Give again, word for word, each line below starting at the one that contains "Spot the wooden cutting board." and ending at the one that contains "Spot the gray island cabinet.".

----

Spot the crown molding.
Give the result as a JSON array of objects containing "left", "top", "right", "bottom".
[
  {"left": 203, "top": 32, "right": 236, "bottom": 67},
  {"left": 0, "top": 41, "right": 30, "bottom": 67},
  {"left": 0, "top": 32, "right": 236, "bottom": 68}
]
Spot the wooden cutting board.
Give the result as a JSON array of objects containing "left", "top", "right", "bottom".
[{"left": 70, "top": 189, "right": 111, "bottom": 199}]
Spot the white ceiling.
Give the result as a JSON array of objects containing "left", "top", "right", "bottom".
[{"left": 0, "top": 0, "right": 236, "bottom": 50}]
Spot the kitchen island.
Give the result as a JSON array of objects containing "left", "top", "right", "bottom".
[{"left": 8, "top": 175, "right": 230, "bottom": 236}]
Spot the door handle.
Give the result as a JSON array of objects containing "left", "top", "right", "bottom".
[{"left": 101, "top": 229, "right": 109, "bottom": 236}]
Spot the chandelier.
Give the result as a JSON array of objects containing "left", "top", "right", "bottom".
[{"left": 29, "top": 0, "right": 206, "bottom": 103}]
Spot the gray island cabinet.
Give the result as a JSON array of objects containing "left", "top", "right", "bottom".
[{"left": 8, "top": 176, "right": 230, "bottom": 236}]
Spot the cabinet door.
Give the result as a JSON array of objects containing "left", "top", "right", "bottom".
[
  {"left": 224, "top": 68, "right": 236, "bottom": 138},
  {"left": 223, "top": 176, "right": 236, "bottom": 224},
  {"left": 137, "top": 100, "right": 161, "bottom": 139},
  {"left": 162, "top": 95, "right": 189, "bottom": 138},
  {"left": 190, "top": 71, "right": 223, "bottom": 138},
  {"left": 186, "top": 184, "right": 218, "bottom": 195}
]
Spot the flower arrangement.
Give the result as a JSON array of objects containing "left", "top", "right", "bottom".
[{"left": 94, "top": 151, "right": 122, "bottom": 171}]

----

### [Response area]
Spot the wooden cutting board.
Give the result as a JSON array of objects containing "left", "top", "right", "bottom".
[{"left": 70, "top": 189, "right": 111, "bottom": 199}]
Spot the white ceiling.
Give the result as a JSON array of objects containing "left", "top", "right", "bottom".
[{"left": 0, "top": 0, "right": 236, "bottom": 50}]
Spot the kitchen island.
Give the result as a JSON array of objects containing "left", "top", "right", "bottom".
[{"left": 8, "top": 175, "right": 230, "bottom": 236}]
Spot the door handle.
Give the result as a JSON array of objects containing "left", "top", "right", "bottom".
[{"left": 101, "top": 229, "right": 109, "bottom": 236}]
Spot the chandelier.
Give the result as a JSON array of objects containing "left", "top", "right", "bottom".
[{"left": 29, "top": 0, "right": 206, "bottom": 103}]
Spot the gray island cabinet.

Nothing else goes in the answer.